Please edit the entries from the one containing "snowy ground in the photo above." through the end, swapping "pick planner" for "grasp planner" and leaving everything else as it is, and give back only that span.

┏━━

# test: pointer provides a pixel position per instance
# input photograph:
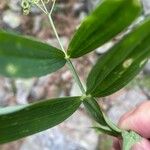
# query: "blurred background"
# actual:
(75, 133)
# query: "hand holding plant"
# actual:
(112, 71)
(137, 121)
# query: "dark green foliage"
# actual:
(20, 121)
(106, 21)
(23, 57)
(121, 63)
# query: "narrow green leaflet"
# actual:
(121, 63)
(105, 22)
(20, 121)
(24, 57)
(129, 139)
(104, 124)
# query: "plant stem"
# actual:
(76, 77)
(69, 63)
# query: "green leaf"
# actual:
(20, 121)
(104, 124)
(129, 139)
(122, 63)
(25, 57)
(105, 22)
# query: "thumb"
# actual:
(138, 120)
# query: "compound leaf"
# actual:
(19, 121)
(105, 22)
(24, 57)
(121, 63)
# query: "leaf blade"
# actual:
(24, 57)
(102, 25)
(121, 64)
(22, 121)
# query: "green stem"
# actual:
(69, 63)
(75, 75)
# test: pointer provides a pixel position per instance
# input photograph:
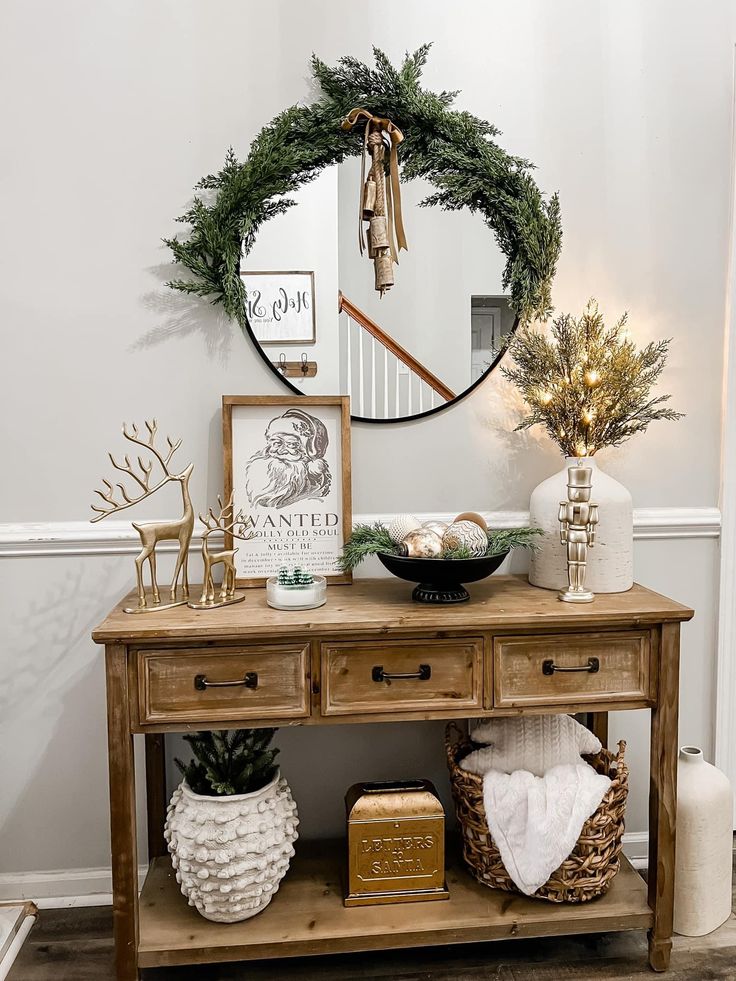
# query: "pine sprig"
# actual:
(229, 762)
(371, 539)
(455, 151)
(587, 384)
(366, 540)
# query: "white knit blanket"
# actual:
(535, 821)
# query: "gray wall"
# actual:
(113, 111)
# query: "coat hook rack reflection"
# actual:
(295, 369)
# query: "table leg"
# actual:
(663, 798)
(156, 799)
(122, 816)
(597, 722)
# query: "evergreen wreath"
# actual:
(453, 150)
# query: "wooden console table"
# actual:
(487, 657)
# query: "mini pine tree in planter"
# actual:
(231, 824)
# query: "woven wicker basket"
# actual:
(586, 873)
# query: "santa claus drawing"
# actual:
(292, 466)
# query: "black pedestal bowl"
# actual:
(441, 580)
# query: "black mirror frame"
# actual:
(451, 149)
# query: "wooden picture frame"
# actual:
(299, 502)
(281, 315)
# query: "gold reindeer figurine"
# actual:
(230, 524)
(151, 533)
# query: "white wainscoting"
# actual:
(30, 538)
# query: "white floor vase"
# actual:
(610, 567)
(704, 845)
(231, 853)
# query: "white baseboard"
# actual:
(61, 888)
(38, 538)
(68, 888)
(636, 848)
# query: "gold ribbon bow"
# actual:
(376, 126)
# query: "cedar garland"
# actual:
(453, 150)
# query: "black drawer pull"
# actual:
(423, 674)
(249, 681)
(592, 667)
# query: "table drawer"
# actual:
(372, 677)
(571, 668)
(223, 684)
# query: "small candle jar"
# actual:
(296, 597)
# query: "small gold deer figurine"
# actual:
(151, 533)
(235, 526)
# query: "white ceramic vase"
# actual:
(704, 845)
(610, 566)
(231, 853)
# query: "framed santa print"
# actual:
(287, 466)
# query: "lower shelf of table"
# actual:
(307, 915)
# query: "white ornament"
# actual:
(610, 564)
(438, 527)
(401, 525)
(231, 853)
(465, 534)
(422, 544)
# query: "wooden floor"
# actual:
(76, 945)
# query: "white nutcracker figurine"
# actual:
(578, 518)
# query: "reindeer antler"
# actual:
(220, 522)
(140, 474)
(148, 444)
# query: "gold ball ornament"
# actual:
(400, 526)
(465, 534)
(421, 543)
(473, 516)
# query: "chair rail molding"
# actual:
(725, 734)
(43, 538)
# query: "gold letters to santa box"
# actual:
(396, 843)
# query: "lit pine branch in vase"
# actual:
(588, 384)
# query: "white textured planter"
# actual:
(231, 853)
(703, 851)
(610, 566)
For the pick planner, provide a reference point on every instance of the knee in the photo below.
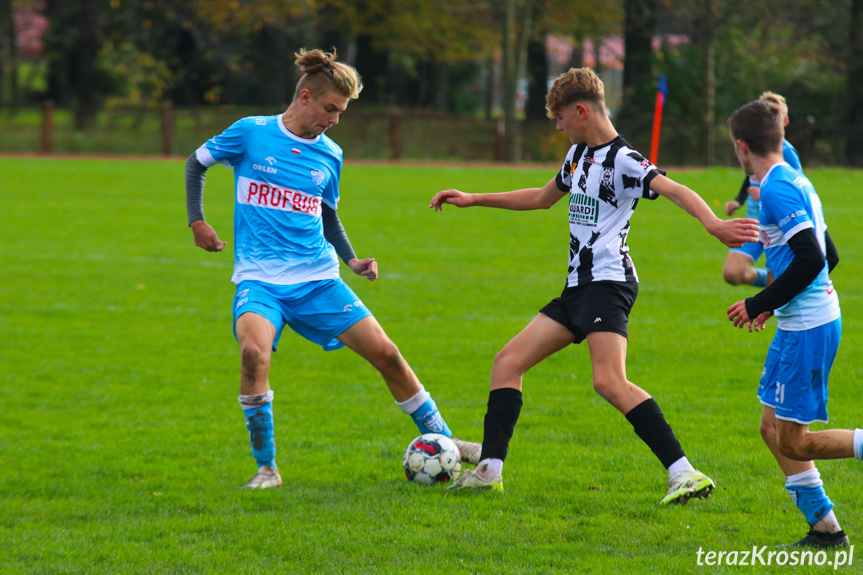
(387, 356)
(505, 363)
(607, 387)
(768, 432)
(732, 275)
(254, 355)
(794, 447)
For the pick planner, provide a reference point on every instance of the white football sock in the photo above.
(412, 404)
(810, 478)
(828, 524)
(681, 464)
(488, 469)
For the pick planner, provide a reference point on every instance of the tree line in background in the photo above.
(480, 58)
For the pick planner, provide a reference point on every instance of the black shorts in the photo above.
(597, 306)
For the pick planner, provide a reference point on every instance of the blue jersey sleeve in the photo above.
(228, 147)
(789, 154)
(786, 207)
(330, 194)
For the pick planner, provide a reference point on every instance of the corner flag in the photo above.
(661, 94)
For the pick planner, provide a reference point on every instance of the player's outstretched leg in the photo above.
(684, 481)
(259, 421)
(686, 485)
(469, 450)
(472, 480)
(425, 413)
(807, 491)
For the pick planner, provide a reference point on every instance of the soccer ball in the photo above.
(432, 458)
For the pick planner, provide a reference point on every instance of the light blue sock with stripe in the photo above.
(259, 421)
(858, 444)
(423, 410)
(761, 278)
(807, 491)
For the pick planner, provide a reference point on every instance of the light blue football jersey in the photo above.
(789, 204)
(281, 180)
(789, 154)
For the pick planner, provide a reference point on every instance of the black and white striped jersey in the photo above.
(604, 185)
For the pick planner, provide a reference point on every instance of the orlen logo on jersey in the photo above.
(264, 195)
(268, 169)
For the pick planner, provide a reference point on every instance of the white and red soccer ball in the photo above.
(432, 458)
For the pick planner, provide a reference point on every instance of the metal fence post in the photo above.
(395, 133)
(48, 127)
(167, 127)
(500, 139)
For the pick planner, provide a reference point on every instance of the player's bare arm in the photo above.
(731, 207)
(367, 267)
(206, 237)
(524, 199)
(733, 233)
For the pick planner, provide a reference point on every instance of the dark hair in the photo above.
(756, 123)
(322, 73)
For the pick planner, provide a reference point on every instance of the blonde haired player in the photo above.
(603, 179)
(287, 238)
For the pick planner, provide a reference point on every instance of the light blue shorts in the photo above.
(751, 249)
(794, 380)
(319, 311)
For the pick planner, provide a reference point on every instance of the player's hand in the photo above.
(454, 197)
(731, 207)
(206, 237)
(736, 232)
(367, 267)
(759, 322)
(737, 314)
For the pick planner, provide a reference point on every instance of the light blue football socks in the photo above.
(423, 410)
(858, 444)
(807, 491)
(259, 421)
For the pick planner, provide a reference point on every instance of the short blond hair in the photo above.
(776, 101)
(322, 73)
(575, 85)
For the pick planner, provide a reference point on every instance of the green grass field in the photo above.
(122, 446)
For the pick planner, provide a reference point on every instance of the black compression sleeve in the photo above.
(334, 232)
(832, 254)
(195, 178)
(743, 195)
(804, 268)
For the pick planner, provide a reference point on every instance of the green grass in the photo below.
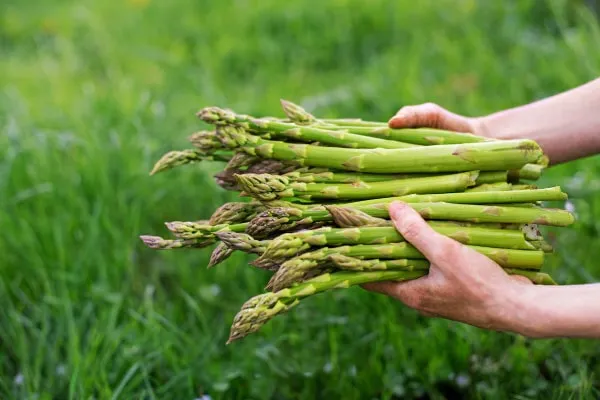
(93, 92)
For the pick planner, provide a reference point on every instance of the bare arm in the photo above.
(567, 125)
(466, 286)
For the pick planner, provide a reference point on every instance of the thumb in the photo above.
(429, 115)
(417, 231)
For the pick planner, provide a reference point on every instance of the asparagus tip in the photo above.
(153, 242)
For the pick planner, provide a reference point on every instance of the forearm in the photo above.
(567, 125)
(554, 311)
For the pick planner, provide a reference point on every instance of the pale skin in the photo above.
(464, 285)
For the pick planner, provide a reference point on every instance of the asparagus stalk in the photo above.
(205, 141)
(195, 230)
(177, 158)
(259, 309)
(470, 213)
(485, 197)
(158, 243)
(297, 269)
(530, 172)
(269, 187)
(220, 254)
(422, 136)
(291, 244)
(477, 213)
(324, 175)
(355, 264)
(236, 212)
(341, 138)
(484, 156)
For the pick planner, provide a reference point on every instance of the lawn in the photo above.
(94, 92)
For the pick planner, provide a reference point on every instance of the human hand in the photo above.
(462, 284)
(430, 115)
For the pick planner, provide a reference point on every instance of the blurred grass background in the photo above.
(93, 92)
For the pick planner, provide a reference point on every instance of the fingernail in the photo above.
(395, 121)
(395, 208)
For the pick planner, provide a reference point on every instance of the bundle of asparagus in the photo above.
(315, 196)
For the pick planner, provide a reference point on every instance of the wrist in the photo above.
(517, 313)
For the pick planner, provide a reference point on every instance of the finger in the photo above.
(408, 292)
(429, 115)
(423, 115)
(416, 231)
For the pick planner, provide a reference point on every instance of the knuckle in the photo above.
(411, 230)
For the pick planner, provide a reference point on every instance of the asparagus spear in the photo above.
(176, 158)
(422, 136)
(291, 244)
(324, 175)
(484, 156)
(469, 213)
(236, 212)
(195, 230)
(516, 196)
(259, 309)
(219, 116)
(299, 115)
(156, 242)
(355, 264)
(220, 254)
(269, 187)
(297, 269)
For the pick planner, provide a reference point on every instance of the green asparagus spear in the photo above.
(484, 156)
(269, 187)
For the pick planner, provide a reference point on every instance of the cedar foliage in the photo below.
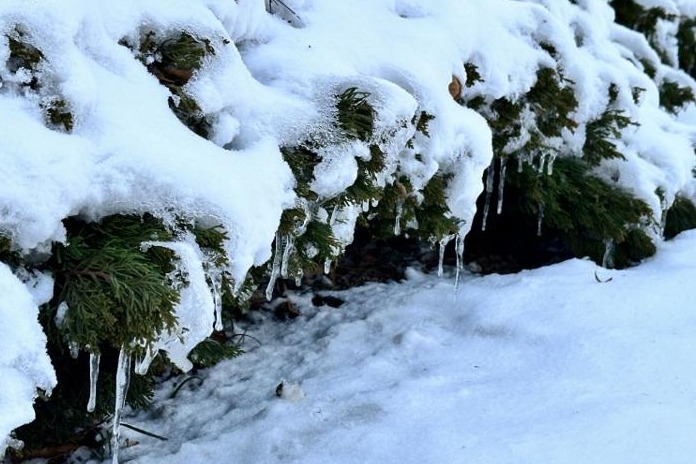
(118, 292)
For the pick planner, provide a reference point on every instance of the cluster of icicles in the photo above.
(284, 250)
(545, 164)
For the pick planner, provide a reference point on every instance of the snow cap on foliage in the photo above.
(24, 363)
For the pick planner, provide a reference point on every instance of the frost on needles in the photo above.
(162, 162)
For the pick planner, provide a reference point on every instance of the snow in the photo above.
(271, 84)
(24, 363)
(549, 365)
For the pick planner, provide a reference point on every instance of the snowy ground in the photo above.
(545, 366)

┗━━

*RESPONSE TO THE EXERCISE*:
For the grasp planner, provide a reference point on every instance of the snowy ground in the photo above.
(545, 366)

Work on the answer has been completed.